Start of Excerpt provided

Long-term visions emerge for $1 billion Metro Health Village development

Long-term visions emerge for $1 billion Metro Health Village development
Granger Group’s proposed Fairfield Inn & Suites could make for the third hotel around the growing Metro Health Village. The Wyoming, Mich. development firm hopes to create a Medical Mile-type campus in that part of southern Kent County.

WYOMING — Stakeholders in the ongoing development of the Metro Health campus say they’re about halfway to their targeted $1 billion investment in southwestern Kent County. 

Given a recently finalized partnership deal between Metro Health and University of Michigan Health System, stakeholders in the decade-old development — located just north of the M-6 expressway and just east of Byron Center Avenue — now say that the next 10 years will bring even more changes and construction. However, Metro Health executives and a key developer on the site have slightly different ideas for how those changes should play out.

“I think it’s fair to say that this site has all the capability of what is downtown (on the Medical Mile). I think we’ll start to see that kind of vision be demonstrated here in the next 10 to 20 years,” said Granger Group President and CEO Gary Granger, referring to the cluster of medical and life science facilities on the north side of downtown Grand Rapids. 

“I happen to think we need to look as big as the Medical Mile,” he said. “I think we need to start looking at some major, major facilities that take advantage of every last square inch of this site.”

As the developer of the roughly 180-acre Metro Health Village and adjacent properties, Granger said his company’s role primarily lies in providing the necessary infrastructure to allow the village and surrounding area to continue on a growth trajectory. 

That’s including road and infrastructure construction, as well as the considerable addition of complementary uses such as hospitality and retail businesses. 

“What we’re starting to see now is some other next-tier kinds of services,” Granger said. “We see the potential of multiple additional hotels out here as we look at the additional services that need to be provided. From there, it will go to restaurants (and) additional retailers that want to be onsite. We’re really at the beginning of a very exciting time.”

In recent months, developers have focused considerable attention on hospitality at Metro Health Village. In late February, stakeholders announced two new nearby hotels, as MiBiz reported at the time. 

For its part, Granger Group is partnering with Farmington Hills-based Stellar Hospitality on a new $8 million Fairfield Inn and Suites hotel at 5970 Metro Way. 

Additionally, the development subsidiary of Grand Rapids-based general contractor Orion Construction Company Inc. said it joined an investment partnership that plans to build and develop a 107-room Home2 Suites By Hilton hotel on the campus of Metro Health.

“Metro Health and U of M are leaders when it comes to providing quality health care in Michigan,” Orion Real Estate Solutions President John Wheeler said in a statement at the time of the project announcement. “With Home2 Suites by Hilton, we are confident that the level of hospitality and comfort provided to our guests will reflect the standards and expectations that Metro Health has been developing over the last decade.”

DIFFERENT VISIONS?

Metro Health executives also say they feel the excitement, albeit for somewhat different reasons.

End of Excerpt provided
Start of The data

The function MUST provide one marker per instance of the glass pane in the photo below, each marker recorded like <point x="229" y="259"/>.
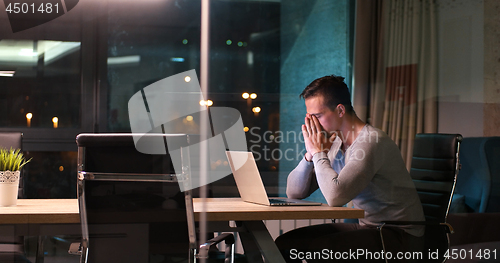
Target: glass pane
<point x="40" y="82"/>
<point x="147" y="41"/>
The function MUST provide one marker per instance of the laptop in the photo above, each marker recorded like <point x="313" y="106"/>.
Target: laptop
<point x="250" y="183"/>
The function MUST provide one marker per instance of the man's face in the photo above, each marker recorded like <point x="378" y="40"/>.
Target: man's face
<point x="329" y="120"/>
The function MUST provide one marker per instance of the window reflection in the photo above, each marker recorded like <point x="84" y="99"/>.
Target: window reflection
<point x="40" y="80"/>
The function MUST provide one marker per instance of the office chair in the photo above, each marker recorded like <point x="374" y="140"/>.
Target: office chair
<point x="131" y="206"/>
<point x="12" y="248"/>
<point x="434" y="170"/>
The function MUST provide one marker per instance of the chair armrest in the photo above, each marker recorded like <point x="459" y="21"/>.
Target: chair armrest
<point x="449" y="228"/>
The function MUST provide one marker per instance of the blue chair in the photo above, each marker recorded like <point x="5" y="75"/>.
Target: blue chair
<point x="478" y="189"/>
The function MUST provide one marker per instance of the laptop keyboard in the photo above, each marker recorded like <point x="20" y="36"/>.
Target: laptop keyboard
<point x="280" y="201"/>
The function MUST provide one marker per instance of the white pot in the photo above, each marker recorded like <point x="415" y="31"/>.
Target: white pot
<point x="9" y="184"/>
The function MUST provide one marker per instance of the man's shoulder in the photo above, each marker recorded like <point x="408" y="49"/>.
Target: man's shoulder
<point x="372" y="134"/>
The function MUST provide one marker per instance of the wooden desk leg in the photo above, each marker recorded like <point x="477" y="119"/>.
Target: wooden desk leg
<point x="39" y="250"/>
<point x="257" y="242"/>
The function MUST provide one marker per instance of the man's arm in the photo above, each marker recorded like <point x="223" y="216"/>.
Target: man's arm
<point x="301" y="181"/>
<point x="364" y="161"/>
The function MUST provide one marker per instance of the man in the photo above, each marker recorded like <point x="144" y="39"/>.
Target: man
<point x="349" y="160"/>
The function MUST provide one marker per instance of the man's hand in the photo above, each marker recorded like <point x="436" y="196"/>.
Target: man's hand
<point x="315" y="137"/>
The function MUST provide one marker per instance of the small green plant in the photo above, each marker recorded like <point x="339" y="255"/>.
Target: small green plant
<point x="12" y="160"/>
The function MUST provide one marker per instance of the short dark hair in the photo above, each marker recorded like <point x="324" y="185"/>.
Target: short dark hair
<point x="333" y="89"/>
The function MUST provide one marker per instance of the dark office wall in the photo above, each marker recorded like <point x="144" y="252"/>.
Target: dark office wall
<point x="314" y="43"/>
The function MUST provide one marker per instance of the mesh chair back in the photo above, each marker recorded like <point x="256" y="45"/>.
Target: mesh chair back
<point x="433" y="169"/>
<point x="123" y="186"/>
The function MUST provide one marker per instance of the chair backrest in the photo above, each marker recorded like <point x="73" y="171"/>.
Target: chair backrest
<point x="434" y="170"/>
<point x="120" y="186"/>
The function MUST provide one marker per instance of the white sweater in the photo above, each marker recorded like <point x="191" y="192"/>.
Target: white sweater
<point x="374" y="178"/>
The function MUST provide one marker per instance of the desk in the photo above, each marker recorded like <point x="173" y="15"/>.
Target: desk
<point x="253" y="233"/>
<point x="41" y="211"/>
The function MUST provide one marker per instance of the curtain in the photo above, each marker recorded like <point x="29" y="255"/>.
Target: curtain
<point x="395" y="68"/>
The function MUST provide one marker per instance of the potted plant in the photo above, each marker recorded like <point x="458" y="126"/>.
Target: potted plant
<point x="11" y="162"/>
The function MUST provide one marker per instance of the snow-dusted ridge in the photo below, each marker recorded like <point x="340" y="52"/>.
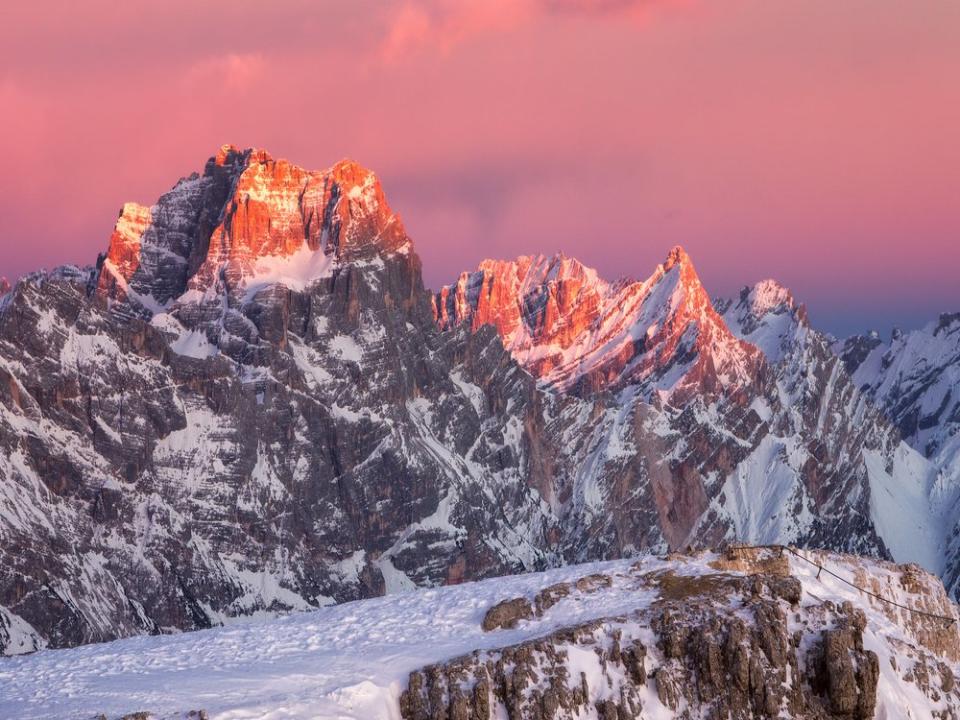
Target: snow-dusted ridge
<point x="251" y="406"/>
<point x="353" y="661"/>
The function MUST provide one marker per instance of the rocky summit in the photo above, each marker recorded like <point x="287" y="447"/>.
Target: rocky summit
<point x="252" y="405"/>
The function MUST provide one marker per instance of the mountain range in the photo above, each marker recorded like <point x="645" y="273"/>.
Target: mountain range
<point x="251" y="404"/>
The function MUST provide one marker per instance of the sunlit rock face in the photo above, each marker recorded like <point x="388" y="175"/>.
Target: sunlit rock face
<point x="578" y="332"/>
<point x="251" y="404"/>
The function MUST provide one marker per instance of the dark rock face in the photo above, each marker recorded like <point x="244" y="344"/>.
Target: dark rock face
<point x="507" y="614"/>
<point x="248" y="405"/>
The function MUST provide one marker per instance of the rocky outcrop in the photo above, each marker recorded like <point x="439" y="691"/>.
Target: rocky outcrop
<point x="714" y="645"/>
<point x="251" y="404"/>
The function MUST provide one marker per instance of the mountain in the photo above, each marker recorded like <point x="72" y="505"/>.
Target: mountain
<point x="251" y="405"/>
<point x="577" y="332"/>
<point x="743" y="634"/>
<point x="915" y="378"/>
<point x="740" y="423"/>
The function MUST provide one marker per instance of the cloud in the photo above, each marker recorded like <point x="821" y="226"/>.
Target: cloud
<point x="440" y="25"/>
<point x="233" y="72"/>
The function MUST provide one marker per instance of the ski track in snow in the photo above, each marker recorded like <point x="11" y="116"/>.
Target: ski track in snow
<point x="351" y="661"/>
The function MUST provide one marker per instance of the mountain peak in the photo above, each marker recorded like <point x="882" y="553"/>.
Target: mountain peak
<point x="676" y="256"/>
<point x="246" y="216"/>
<point x="574" y="330"/>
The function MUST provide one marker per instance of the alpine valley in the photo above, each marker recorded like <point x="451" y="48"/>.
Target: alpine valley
<point x="251" y="405"/>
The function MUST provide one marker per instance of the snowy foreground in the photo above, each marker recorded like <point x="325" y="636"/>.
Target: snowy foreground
<point x="352" y="661"/>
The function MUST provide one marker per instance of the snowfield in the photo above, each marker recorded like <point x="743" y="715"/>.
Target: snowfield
<point x="352" y="661"/>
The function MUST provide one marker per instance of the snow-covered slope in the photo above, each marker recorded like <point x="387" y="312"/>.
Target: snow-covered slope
<point x="251" y="405"/>
<point x="825" y="407"/>
<point x="355" y="661"/>
<point x="575" y="331"/>
<point x="915" y="378"/>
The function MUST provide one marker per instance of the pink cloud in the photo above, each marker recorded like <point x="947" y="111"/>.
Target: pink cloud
<point x="807" y="140"/>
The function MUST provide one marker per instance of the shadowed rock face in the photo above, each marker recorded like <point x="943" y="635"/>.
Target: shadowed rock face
<point x="252" y="404"/>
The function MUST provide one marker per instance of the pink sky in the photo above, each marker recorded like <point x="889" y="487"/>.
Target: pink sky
<point x="814" y="141"/>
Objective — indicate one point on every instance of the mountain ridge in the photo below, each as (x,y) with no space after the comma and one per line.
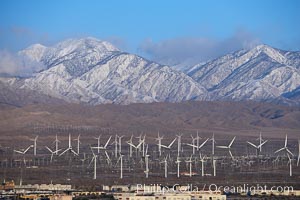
(93,71)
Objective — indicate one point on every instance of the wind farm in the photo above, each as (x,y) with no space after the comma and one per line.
(150,158)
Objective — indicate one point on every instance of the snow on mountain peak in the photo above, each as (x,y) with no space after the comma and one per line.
(271,52)
(34,52)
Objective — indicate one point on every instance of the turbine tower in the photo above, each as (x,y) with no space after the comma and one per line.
(179,136)
(56,141)
(78,144)
(228,147)
(159,138)
(34,144)
(178,167)
(285,147)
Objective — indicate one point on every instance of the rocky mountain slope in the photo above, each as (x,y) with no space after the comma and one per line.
(95,72)
(262,73)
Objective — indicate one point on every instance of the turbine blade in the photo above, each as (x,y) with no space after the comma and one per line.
(231,142)
(285,143)
(64,152)
(203,144)
(289,151)
(253,145)
(172,143)
(231,154)
(222,147)
(279,150)
(49,149)
(107,142)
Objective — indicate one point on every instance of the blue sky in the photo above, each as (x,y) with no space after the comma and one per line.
(153,27)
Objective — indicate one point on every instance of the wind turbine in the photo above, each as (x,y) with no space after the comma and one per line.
(95,163)
(69,148)
(108,160)
(170,145)
(159,138)
(198,147)
(56,141)
(78,144)
(98,142)
(102,147)
(178,166)
(190,164)
(130,146)
(116,146)
(214,167)
(120,143)
(228,147)
(193,144)
(23,152)
(213,141)
(166,166)
(261,143)
(298,153)
(121,165)
(197,139)
(202,160)
(290,163)
(34,144)
(147,165)
(179,136)
(52,152)
(285,147)
(143,145)
(136,147)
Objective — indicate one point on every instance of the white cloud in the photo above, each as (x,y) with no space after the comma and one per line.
(191,51)
(16,65)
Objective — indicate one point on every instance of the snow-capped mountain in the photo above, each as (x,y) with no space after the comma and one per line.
(95,72)
(262,73)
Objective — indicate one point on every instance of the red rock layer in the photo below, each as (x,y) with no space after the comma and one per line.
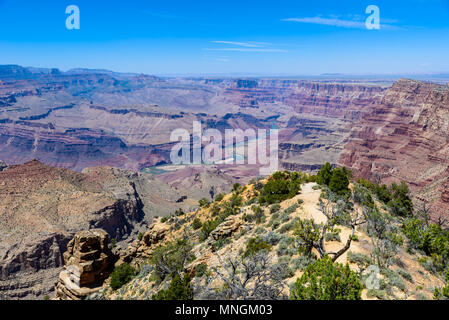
(405,138)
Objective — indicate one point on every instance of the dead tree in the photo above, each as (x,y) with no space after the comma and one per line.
(245,278)
(338,211)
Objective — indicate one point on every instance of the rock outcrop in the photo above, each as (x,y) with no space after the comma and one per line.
(405,138)
(41,208)
(3,165)
(88,262)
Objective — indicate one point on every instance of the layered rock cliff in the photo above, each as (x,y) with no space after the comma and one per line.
(41,208)
(405,138)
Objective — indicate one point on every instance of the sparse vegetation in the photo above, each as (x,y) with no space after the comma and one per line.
(326,280)
(121,276)
(280,186)
(179,289)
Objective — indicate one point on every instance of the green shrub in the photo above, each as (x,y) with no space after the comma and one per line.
(324,175)
(302,262)
(275,208)
(339,182)
(122,275)
(324,280)
(236,187)
(405,274)
(204,203)
(196,224)
(401,203)
(201,270)
(281,186)
(171,258)
(256,245)
(362,260)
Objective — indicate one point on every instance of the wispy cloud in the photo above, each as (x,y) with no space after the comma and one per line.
(246,46)
(242,44)
(246,49)
(355,23)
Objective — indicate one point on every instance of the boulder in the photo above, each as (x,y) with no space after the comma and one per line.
(88,262)
(155,234)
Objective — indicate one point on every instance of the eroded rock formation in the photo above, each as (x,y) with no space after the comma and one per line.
(88,261)
(405,138)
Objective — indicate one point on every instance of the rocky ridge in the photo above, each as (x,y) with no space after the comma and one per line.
(404,138)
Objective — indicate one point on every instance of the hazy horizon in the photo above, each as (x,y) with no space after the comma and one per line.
(250,37)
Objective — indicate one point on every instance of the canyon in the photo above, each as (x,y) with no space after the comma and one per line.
(90,149)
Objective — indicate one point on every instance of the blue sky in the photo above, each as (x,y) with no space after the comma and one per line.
(221,37)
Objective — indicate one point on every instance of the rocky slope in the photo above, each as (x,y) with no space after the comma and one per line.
(406,278)
(405,138)
(86,118)
(41,208)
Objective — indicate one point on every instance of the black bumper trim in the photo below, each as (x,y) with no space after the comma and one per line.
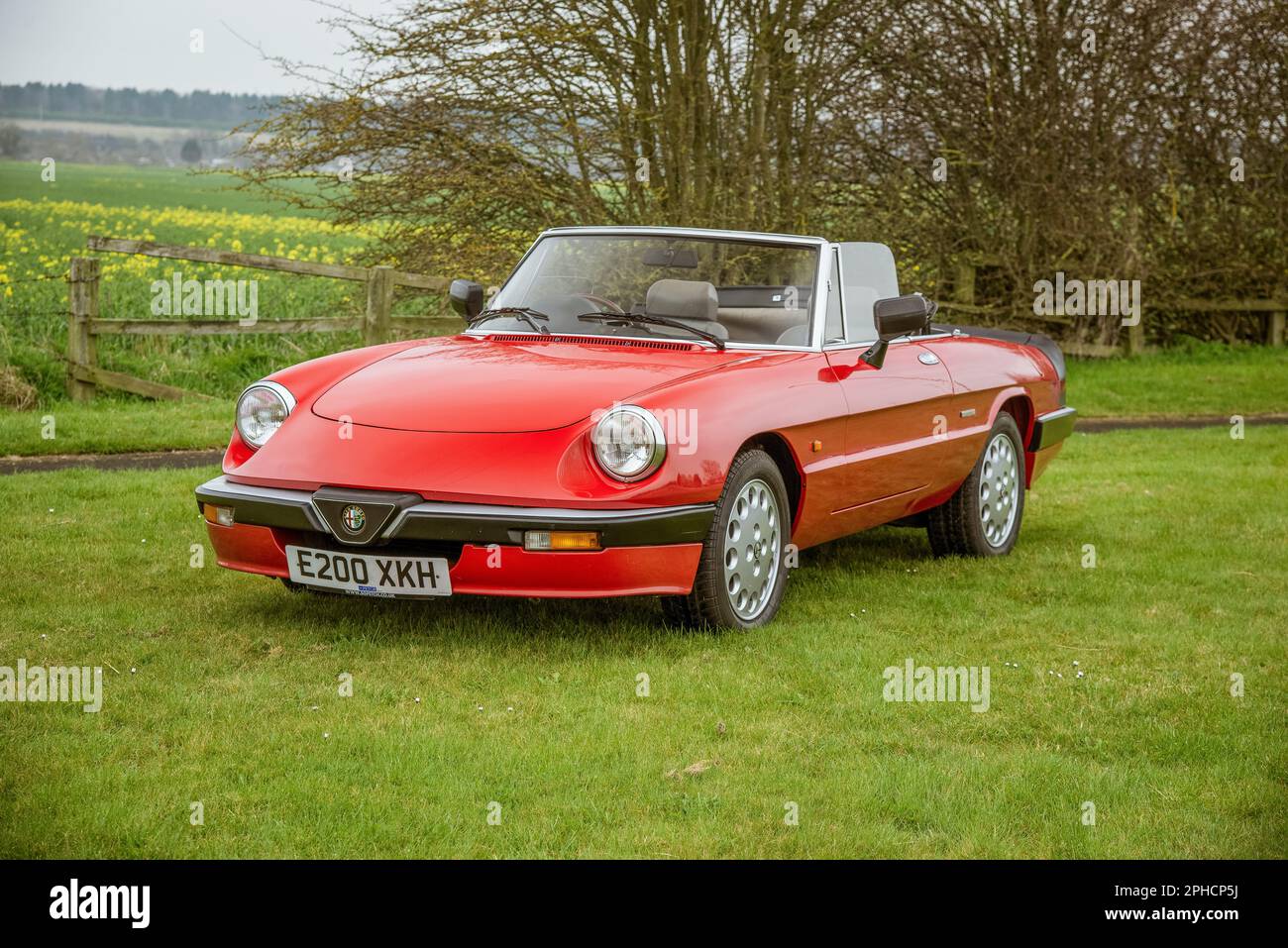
(473,523)
(1052,428)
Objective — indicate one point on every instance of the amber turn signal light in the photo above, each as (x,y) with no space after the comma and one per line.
(559,540)
(217,514)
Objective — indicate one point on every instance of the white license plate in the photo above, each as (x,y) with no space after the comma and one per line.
(369,575)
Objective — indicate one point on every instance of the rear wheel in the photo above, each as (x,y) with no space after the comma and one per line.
(741,575)
(983,518)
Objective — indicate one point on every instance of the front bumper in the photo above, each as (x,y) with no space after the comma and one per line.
(645,552)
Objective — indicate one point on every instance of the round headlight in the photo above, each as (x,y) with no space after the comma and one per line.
(262,410)
(629,443)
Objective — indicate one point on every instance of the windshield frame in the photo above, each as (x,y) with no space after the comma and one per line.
(818,298)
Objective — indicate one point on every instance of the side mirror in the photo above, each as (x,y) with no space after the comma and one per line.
(467,298)
(902,316)
(898,316)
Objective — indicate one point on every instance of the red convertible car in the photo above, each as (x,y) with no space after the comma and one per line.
(642,411)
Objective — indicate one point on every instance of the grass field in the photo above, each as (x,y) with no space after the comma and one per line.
(43,224)
(222,689)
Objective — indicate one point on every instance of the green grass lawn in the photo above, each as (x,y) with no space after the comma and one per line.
(116,425)
(125,185)
(222,687)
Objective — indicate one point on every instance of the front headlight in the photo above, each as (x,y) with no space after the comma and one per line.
(629,443)
(262,410)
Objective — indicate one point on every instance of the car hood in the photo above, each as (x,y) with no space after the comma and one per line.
(482,384)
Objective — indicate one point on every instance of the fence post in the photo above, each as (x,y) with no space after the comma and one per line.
(1136,337)
(81,346)
(380,298)
(964,283)
(1275,327)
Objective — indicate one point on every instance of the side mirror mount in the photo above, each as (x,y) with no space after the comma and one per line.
(467,298)
(897,317)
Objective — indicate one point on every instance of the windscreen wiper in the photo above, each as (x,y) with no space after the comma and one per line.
(604,316)
(526,313)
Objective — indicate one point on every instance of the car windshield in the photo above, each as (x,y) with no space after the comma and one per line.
(673,287)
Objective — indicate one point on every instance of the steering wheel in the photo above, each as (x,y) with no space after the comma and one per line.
(601,303)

End of The data

Problems to work on ::
- A) Decide whether each statement agrees with the Metro Health Village article. Answer yes or no for each, and quote the words of the article that settle it.
(i) The planned Fairfield Inn and Suites hotel is an $8 million project.
(ii) The Home2 Suites By Hilton hotel is planned to have 150 rooms.
(iii) Metro Health Village covers roughly 180 acres.
- B) Reproduce the Metro Health Village article word for word, from "Additionally, the development" down to "of Metro Health.".
- C) Answer these questions from the Metro Health Village article.
(i) In what city is Stellar Hospitality based?
(ii) Who is the president of Orion Real Estate Solutions?
(iii) What total investment are stakeholders about halfway toward?
The records have no connection to the article on the Metro Health Village development.

Answers ::
- A)
(i) Yes: "a new $8 million Fairfield Inn and Suites hotel at 5970 Metro Way"
(ii) No: "a 107-room Home2 Suites By Hilton hotel on the campus of Metro Health"
(iii) Yes: "the roughly 180-acre Metro Health Village"

- B)
Additionally, the development subsidiary of Grand Rapids-based general contractor Orion Construction Company Inc. said it joined an investment partnership that plans to build and develop a 107-room Home2 Suites By Hilton hotel on the campus of Metro Health.

- C)
(i) Farmington Hills
(ii) John Wheeler
(iii) $1 billion